▶ _GIVEN REQUEST_
Please count the lines in the records below that contain the string "stadium", treating uppercase and lowercase as different, and give only that number.

▶ _MATERIAL PROVIDED_
#####

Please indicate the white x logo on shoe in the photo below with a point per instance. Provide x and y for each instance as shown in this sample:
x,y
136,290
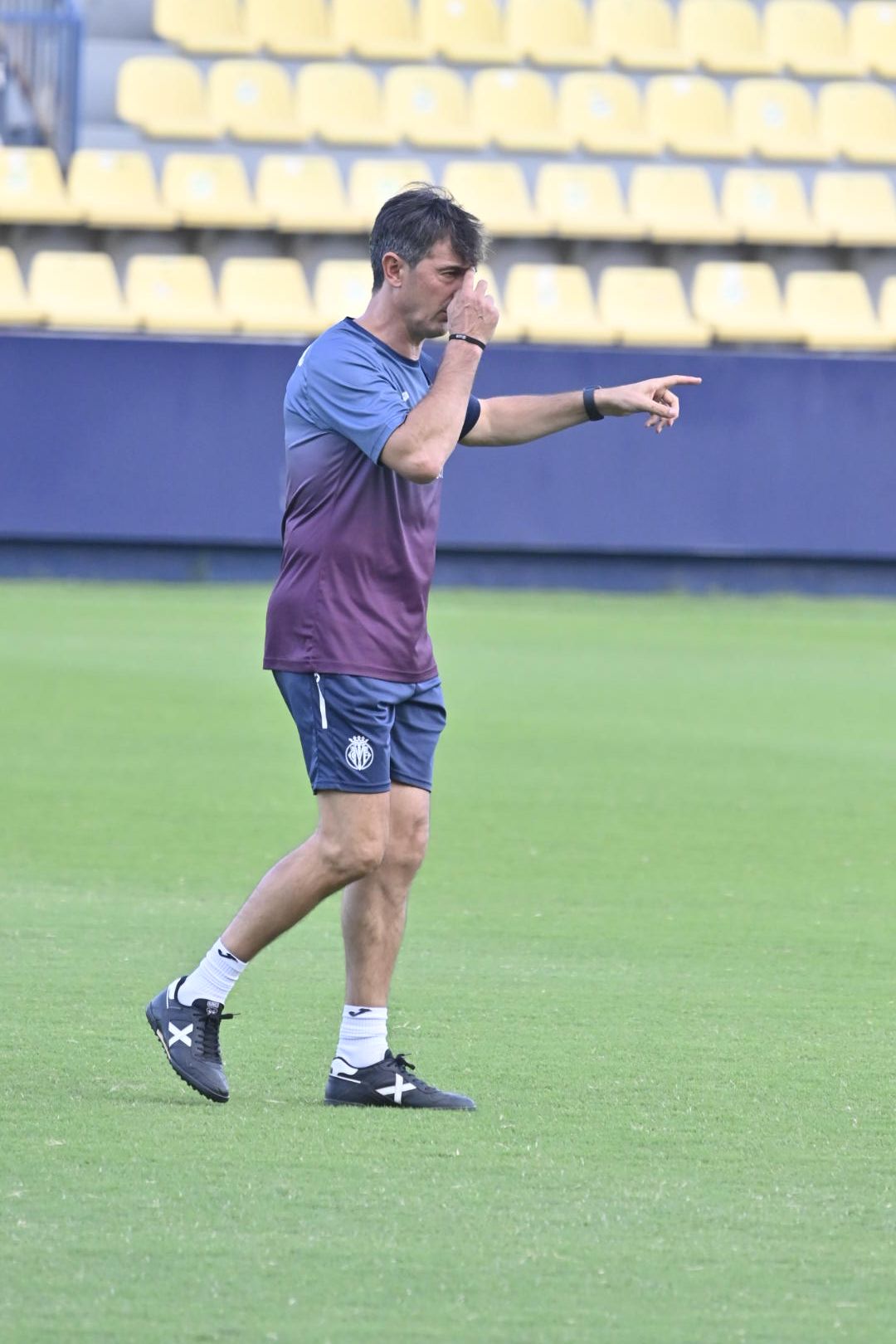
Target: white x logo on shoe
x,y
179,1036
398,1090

#####

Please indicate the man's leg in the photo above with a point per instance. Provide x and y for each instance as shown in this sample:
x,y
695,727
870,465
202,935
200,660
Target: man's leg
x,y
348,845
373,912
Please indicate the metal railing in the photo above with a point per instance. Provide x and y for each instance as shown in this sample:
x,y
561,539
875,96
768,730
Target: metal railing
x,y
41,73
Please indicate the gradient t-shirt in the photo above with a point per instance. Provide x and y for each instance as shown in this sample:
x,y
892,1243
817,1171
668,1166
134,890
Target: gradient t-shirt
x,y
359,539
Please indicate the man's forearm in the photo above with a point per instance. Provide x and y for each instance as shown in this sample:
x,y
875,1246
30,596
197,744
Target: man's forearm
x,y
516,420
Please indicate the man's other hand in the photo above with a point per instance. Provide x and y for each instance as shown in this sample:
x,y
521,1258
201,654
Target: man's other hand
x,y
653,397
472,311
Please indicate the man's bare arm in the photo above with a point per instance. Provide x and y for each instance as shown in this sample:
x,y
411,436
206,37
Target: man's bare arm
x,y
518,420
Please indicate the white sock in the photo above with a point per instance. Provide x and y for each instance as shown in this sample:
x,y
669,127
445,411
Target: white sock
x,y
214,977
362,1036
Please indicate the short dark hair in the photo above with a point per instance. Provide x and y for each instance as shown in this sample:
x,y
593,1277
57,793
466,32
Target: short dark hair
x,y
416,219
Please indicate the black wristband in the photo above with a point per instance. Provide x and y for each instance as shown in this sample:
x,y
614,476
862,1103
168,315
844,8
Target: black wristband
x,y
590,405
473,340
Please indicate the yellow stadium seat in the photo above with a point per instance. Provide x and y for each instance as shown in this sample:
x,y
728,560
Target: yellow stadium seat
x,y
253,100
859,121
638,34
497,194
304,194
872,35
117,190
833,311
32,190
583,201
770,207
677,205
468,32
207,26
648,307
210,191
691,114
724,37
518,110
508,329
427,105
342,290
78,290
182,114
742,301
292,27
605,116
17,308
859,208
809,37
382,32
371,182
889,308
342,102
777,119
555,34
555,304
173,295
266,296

#####

▶ _SOLUTION FOR THIS PROBLEM_
2